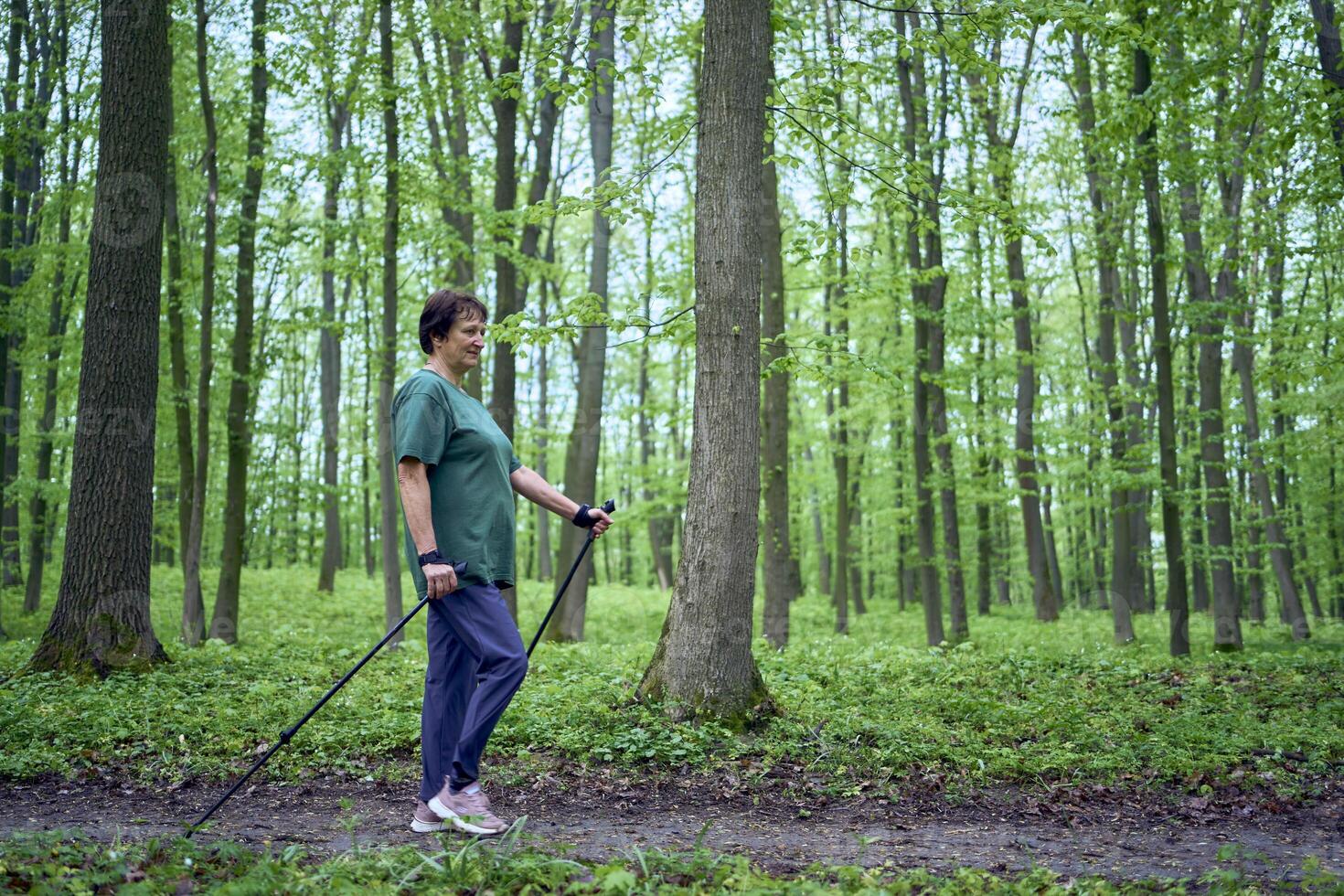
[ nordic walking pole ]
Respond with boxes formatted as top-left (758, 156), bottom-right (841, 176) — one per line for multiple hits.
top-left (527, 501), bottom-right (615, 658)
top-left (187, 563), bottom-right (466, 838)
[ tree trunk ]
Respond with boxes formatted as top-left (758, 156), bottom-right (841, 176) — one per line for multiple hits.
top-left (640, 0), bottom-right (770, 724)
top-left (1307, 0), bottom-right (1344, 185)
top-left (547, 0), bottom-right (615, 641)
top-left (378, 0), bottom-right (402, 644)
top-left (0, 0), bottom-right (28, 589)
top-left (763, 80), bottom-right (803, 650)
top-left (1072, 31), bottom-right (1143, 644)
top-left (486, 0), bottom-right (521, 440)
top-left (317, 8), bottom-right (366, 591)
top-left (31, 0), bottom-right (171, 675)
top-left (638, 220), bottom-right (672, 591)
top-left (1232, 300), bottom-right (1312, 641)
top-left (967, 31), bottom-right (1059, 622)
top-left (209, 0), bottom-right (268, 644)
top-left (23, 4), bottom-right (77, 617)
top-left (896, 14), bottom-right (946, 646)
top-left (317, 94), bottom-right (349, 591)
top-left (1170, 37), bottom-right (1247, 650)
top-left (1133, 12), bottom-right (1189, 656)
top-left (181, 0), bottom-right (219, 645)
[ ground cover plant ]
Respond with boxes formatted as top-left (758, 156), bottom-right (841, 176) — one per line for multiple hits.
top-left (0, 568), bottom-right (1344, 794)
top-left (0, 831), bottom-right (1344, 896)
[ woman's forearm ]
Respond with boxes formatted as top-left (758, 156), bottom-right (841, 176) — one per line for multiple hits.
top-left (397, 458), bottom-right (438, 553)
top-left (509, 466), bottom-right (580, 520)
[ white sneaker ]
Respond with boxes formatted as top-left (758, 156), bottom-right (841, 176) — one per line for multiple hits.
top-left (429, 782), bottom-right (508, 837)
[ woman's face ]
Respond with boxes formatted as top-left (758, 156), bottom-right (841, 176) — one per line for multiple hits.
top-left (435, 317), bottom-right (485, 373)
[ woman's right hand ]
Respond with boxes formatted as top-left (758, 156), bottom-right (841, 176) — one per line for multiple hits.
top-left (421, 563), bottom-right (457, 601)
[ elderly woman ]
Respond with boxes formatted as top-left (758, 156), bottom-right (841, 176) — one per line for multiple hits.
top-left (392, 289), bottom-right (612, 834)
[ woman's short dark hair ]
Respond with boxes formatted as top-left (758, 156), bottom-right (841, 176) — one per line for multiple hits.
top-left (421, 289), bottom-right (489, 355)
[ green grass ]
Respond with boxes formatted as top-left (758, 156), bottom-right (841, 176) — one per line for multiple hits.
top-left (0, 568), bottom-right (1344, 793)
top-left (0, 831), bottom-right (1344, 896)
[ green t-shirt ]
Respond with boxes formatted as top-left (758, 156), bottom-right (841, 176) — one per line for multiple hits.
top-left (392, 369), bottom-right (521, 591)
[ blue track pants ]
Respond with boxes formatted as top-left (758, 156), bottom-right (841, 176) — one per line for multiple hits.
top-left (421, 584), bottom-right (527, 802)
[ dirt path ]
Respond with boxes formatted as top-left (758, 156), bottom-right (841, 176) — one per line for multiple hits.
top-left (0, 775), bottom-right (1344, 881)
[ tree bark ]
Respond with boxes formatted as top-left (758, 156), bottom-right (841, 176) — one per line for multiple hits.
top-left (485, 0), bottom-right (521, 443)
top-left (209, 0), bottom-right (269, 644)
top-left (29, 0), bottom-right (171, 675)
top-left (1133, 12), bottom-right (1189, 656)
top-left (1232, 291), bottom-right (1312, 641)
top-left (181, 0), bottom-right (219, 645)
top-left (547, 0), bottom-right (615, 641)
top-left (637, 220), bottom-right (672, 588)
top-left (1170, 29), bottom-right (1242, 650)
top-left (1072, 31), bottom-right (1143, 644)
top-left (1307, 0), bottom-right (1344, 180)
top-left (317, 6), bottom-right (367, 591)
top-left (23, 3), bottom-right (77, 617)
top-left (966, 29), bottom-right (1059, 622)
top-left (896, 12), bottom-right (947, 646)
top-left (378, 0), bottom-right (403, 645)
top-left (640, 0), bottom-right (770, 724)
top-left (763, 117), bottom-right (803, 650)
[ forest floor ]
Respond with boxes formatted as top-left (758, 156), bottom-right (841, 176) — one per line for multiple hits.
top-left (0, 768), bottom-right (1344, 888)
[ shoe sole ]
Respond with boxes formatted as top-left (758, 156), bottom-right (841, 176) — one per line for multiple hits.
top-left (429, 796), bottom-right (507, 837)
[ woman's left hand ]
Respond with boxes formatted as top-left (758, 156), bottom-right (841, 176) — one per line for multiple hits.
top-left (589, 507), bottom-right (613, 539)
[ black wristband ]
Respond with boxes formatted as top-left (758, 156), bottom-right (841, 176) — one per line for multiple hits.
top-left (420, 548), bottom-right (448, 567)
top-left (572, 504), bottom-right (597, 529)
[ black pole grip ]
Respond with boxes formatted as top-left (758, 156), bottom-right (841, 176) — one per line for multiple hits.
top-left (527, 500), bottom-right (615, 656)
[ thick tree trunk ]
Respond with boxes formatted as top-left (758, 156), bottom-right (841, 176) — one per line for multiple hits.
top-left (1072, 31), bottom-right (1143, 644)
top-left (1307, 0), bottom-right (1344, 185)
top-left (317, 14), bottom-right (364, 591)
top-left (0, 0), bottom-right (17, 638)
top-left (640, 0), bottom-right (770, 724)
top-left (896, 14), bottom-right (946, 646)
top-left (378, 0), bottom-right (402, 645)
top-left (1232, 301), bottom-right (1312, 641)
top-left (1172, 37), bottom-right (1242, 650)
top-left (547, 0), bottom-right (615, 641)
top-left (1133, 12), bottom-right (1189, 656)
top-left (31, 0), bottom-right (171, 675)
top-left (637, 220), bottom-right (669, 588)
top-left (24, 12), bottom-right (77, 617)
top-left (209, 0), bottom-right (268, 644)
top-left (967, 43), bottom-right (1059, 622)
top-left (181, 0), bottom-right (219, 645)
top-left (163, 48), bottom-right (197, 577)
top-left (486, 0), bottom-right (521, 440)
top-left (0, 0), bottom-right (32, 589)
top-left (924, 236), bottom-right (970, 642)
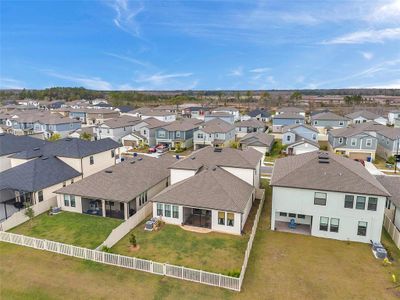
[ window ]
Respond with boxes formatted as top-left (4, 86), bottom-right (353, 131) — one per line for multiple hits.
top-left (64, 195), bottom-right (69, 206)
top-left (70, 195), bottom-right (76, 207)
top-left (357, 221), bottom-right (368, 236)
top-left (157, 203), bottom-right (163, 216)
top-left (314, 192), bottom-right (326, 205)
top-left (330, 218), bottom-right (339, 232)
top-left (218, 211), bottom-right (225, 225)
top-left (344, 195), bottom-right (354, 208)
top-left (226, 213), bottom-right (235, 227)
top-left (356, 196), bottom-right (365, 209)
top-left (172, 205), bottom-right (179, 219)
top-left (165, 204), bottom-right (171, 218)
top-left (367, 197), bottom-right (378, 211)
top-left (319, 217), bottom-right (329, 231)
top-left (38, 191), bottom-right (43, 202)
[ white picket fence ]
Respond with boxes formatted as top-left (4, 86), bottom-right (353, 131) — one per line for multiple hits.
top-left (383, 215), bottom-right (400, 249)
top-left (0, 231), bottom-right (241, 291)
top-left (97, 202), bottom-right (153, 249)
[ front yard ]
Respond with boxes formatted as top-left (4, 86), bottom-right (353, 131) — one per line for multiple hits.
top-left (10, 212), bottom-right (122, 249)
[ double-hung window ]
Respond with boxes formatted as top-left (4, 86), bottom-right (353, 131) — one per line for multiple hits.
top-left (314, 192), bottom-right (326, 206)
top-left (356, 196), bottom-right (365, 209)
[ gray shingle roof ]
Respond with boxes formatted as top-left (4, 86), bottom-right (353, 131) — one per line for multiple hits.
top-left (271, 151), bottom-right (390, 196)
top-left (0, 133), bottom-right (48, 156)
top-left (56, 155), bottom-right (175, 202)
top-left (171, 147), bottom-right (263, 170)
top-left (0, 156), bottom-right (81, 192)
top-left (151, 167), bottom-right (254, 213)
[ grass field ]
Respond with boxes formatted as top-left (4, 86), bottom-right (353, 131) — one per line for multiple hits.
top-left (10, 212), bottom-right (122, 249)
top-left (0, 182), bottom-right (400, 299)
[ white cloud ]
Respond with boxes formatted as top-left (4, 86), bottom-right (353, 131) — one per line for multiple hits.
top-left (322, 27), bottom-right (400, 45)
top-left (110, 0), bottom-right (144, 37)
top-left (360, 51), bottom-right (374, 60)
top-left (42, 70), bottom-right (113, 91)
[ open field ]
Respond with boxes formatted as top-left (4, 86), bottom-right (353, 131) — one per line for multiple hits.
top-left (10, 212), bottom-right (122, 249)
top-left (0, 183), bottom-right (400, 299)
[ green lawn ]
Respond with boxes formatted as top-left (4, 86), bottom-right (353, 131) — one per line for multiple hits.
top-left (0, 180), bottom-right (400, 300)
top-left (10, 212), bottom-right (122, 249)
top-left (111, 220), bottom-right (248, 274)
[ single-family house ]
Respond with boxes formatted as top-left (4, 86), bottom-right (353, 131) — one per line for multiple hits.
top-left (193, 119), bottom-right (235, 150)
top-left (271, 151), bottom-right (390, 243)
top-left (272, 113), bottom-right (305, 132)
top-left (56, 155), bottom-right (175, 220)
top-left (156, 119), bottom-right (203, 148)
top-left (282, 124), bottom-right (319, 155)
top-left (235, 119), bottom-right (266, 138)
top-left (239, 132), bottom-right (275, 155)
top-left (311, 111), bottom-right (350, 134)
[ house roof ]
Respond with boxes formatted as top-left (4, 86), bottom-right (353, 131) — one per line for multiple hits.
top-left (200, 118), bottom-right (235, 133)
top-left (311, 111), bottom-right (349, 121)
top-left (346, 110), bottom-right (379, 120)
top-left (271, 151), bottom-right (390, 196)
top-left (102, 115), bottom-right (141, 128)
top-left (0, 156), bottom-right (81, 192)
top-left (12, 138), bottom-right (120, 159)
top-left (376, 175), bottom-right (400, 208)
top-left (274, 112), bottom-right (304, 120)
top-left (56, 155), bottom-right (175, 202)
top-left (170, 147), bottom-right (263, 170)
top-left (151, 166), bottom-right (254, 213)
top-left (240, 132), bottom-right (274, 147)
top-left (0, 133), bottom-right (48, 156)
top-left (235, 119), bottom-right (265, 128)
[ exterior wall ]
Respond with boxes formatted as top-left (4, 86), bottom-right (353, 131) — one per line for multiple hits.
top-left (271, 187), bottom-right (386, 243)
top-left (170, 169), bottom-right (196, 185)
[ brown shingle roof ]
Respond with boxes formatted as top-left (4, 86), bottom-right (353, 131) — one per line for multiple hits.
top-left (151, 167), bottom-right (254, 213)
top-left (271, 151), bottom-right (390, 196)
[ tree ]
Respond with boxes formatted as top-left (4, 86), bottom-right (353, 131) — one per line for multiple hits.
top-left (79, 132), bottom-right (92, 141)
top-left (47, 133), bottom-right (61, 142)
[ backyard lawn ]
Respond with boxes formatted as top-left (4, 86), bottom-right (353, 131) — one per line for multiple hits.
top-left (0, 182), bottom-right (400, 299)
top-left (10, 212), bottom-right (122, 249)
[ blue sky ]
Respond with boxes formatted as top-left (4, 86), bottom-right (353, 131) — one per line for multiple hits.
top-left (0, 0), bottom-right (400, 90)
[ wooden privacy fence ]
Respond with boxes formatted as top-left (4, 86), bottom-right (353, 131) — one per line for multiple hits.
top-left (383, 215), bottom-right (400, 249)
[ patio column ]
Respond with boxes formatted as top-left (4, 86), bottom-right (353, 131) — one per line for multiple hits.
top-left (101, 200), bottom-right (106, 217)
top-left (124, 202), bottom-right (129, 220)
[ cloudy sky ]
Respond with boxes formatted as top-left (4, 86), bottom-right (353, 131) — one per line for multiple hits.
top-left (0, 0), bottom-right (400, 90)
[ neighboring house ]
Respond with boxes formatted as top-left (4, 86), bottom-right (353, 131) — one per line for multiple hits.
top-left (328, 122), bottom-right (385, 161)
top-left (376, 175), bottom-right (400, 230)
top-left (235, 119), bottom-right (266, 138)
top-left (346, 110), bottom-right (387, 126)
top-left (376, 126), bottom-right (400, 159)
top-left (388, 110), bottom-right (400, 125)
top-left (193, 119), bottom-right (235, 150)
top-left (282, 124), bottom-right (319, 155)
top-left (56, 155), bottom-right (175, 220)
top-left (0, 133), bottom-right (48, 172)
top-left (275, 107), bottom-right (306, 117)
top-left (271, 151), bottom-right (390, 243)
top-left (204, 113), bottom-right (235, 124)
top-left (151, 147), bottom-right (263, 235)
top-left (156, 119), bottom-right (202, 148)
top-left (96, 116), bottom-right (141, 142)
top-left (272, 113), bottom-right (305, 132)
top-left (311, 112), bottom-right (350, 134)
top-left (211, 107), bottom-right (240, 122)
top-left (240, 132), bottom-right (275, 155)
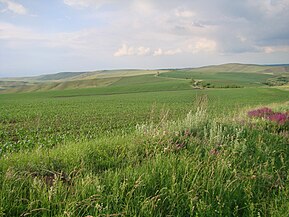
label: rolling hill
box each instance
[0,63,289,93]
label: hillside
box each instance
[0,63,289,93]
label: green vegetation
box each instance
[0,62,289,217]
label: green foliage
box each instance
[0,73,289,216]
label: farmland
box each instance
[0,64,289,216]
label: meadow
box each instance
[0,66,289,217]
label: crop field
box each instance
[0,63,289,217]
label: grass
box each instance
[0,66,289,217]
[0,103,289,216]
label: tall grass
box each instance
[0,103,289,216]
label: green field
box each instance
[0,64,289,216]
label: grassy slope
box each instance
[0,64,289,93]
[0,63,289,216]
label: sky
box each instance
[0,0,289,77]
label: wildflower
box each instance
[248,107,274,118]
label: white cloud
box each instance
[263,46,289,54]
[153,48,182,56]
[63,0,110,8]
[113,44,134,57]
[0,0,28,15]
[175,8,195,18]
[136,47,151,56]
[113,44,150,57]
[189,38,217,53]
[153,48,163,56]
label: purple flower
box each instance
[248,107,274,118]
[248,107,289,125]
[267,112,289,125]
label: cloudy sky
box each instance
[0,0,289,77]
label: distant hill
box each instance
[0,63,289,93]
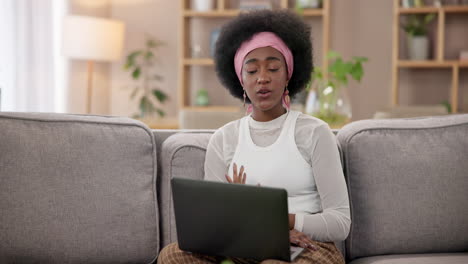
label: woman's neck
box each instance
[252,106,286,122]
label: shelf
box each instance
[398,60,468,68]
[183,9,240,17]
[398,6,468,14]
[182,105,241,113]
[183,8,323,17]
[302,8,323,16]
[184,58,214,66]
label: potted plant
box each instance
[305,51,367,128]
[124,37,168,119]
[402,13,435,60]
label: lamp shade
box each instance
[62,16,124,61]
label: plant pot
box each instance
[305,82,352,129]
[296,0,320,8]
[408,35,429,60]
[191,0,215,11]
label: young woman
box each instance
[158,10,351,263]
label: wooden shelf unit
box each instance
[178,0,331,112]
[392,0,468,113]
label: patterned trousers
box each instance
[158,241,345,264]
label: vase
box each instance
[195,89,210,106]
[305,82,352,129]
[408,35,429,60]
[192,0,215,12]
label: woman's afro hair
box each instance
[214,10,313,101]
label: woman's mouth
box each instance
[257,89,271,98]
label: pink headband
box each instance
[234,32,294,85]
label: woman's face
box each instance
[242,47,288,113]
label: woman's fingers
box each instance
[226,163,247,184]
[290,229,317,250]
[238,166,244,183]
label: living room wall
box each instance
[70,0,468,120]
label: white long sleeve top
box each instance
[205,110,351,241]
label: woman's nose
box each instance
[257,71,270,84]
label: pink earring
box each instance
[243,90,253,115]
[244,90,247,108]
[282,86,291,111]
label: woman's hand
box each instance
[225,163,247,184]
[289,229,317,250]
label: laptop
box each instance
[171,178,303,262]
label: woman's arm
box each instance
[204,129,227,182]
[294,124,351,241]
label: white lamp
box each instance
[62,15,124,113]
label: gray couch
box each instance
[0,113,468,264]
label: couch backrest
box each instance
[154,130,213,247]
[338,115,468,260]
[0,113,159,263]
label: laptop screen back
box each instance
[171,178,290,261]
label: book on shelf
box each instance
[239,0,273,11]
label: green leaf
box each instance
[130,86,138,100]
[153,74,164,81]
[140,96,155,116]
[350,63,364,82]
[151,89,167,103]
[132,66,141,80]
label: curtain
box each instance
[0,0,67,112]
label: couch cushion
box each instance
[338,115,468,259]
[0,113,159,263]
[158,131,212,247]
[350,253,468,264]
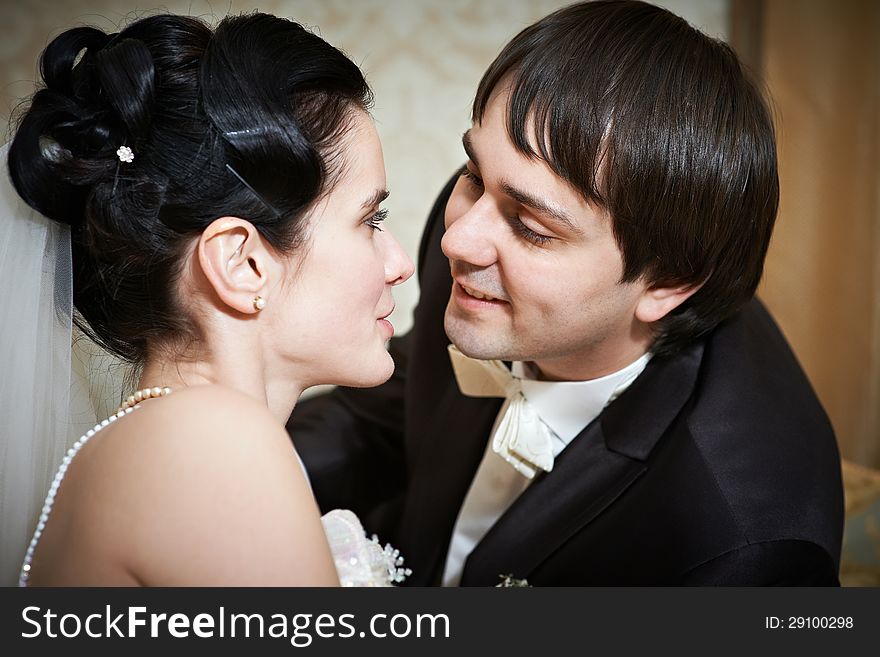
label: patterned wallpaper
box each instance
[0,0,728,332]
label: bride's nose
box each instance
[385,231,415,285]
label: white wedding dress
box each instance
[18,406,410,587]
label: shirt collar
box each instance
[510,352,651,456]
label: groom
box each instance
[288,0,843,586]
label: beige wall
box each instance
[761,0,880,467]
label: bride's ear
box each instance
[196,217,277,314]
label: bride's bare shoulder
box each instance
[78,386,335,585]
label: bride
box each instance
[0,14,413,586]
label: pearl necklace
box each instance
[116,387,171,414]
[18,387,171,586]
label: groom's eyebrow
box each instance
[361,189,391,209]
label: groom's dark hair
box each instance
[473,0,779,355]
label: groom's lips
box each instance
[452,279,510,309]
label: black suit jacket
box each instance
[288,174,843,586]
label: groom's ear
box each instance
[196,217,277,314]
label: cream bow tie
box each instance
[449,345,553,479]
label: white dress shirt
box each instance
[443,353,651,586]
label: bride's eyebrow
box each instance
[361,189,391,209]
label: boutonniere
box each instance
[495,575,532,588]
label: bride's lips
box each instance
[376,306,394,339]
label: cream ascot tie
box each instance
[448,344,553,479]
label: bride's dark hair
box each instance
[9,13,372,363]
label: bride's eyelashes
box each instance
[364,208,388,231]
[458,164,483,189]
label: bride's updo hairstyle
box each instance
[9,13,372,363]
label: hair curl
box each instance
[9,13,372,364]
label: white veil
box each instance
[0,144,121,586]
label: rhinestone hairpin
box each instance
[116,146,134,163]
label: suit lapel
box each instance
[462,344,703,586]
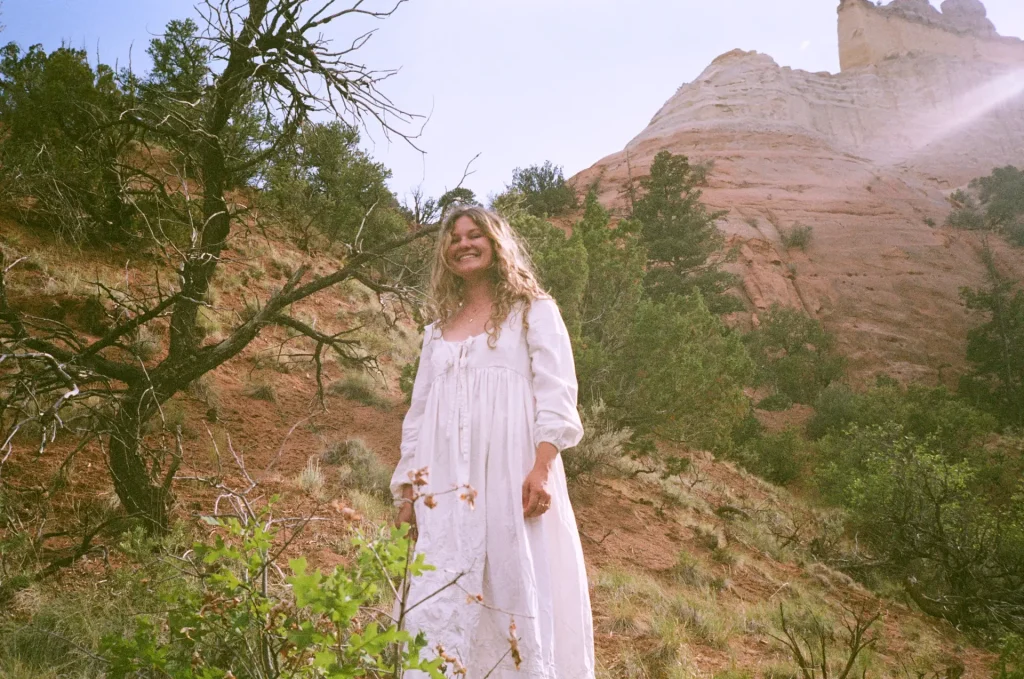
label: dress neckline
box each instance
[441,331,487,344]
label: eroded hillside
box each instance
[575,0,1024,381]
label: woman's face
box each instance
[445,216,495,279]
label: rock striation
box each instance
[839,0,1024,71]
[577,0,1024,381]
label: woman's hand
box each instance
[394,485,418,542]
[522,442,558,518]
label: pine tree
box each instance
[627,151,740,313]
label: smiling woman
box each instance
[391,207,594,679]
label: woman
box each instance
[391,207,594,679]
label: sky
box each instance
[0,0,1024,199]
—————
▶ **WRITTEN INSTRUCTION**
Leave out the pictures, and please output only the lines from the line that contains "label: white dress shirt" through the end of the data, both ends included.

▶ **IN RESPONSE**
label: white dress shirt
box each instance
[443,353,651,586]
label: bride's eyebrow
box each instance
[361,189,391,209]
label: boutonniere
box each instance
[495,575,532,588]
label: bride's lips
box each instance
[376,306,394,339]
label: cream ascot tie
box each instance
[448,344,553,479]
label: bride's dark hair
box each instance
[9,13,372,363]
label: bride's eyelashes
box each instance
[364,208,388,231]
[458,164,483,189]
label: bride's updo hairstyle
box each instance
[9,13,372,363]
label: hair curl
box each instance
[9,13,372,364]
label: white veil
box each instance
[0,144,121,586]
label: rhinestone hairpin
box each instance
[116,146,134,163]
label: suit lapel
box each instance
[462,344,703,586]
label: dress neckline
box each instance
[441,331,487,344]
label: eroded hillside
box each instance
[575,0,1024,381]
label: woman's face
box each instance
[445,216,495,279]
label: rock striation
box each instance
[839,0,1024,71]
[577,0,1024,381]
label: woman's hand
box each instance
[394,485,418,542]
[522,442,558,518]
label: pine tree
box each instance
[627,151,740,313]
label: smiling woman
box each instance
[391,207,594,679]
label: woman
box each instance
[391,207,594,679]
label: sky
box each instance
[0,0,1024,199]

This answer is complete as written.